## WRITTEN INSTRUCTION
Give the number of lines in the entries below that contain the string "roof", treating uppercase and lowercase letters as distinct. Reply with that number alone.

## EXERCISE MATERIAL
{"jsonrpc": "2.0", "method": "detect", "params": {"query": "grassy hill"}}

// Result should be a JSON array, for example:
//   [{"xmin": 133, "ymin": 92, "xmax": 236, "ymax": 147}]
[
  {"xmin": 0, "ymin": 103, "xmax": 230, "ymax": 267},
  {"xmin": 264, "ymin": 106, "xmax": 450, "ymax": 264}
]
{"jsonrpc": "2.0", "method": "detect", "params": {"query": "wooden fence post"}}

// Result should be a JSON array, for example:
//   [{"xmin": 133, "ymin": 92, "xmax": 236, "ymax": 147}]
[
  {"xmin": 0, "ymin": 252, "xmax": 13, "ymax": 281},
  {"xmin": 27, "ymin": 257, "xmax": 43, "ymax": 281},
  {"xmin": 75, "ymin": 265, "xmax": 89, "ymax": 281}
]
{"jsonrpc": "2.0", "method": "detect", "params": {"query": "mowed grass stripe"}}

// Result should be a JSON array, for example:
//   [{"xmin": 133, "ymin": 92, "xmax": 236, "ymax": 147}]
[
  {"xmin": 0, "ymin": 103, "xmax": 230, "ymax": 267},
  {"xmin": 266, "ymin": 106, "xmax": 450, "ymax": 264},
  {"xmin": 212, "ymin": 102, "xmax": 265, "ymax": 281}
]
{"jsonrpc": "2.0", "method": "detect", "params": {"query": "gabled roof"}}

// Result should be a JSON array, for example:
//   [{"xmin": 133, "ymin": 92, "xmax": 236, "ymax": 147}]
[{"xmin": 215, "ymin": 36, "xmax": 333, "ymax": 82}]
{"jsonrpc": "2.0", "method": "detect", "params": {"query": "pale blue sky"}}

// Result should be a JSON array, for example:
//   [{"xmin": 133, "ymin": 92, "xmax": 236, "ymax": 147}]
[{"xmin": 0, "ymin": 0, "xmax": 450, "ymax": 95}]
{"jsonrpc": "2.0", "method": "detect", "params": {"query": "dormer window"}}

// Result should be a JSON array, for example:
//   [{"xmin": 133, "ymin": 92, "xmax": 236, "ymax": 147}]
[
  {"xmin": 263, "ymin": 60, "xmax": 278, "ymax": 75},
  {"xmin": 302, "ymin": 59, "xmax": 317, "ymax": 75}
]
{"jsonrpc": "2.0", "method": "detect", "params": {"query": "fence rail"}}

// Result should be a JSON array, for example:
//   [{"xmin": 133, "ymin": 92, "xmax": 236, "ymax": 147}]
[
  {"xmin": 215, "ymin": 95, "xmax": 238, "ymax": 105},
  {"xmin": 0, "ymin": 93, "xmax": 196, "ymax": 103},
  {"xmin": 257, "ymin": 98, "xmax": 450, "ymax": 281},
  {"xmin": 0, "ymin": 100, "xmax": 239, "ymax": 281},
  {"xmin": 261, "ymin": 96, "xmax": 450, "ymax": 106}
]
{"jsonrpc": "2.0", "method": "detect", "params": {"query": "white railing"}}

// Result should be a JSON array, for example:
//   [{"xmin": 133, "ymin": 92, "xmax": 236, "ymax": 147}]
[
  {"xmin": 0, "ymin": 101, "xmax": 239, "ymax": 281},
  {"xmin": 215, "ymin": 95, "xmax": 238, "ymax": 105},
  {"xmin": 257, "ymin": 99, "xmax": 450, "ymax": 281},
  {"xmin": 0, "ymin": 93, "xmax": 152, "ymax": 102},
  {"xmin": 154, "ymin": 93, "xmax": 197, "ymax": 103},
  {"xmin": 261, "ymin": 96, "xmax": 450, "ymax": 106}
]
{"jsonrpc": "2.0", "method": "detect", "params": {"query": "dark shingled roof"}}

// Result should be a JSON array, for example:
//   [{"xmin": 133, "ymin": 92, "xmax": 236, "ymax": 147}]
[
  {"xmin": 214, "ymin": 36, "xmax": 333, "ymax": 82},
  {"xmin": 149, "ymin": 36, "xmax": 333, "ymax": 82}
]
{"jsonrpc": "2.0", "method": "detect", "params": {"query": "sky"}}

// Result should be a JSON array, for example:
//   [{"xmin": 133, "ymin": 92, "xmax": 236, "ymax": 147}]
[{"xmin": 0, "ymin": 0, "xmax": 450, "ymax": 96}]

## RESPONSE
2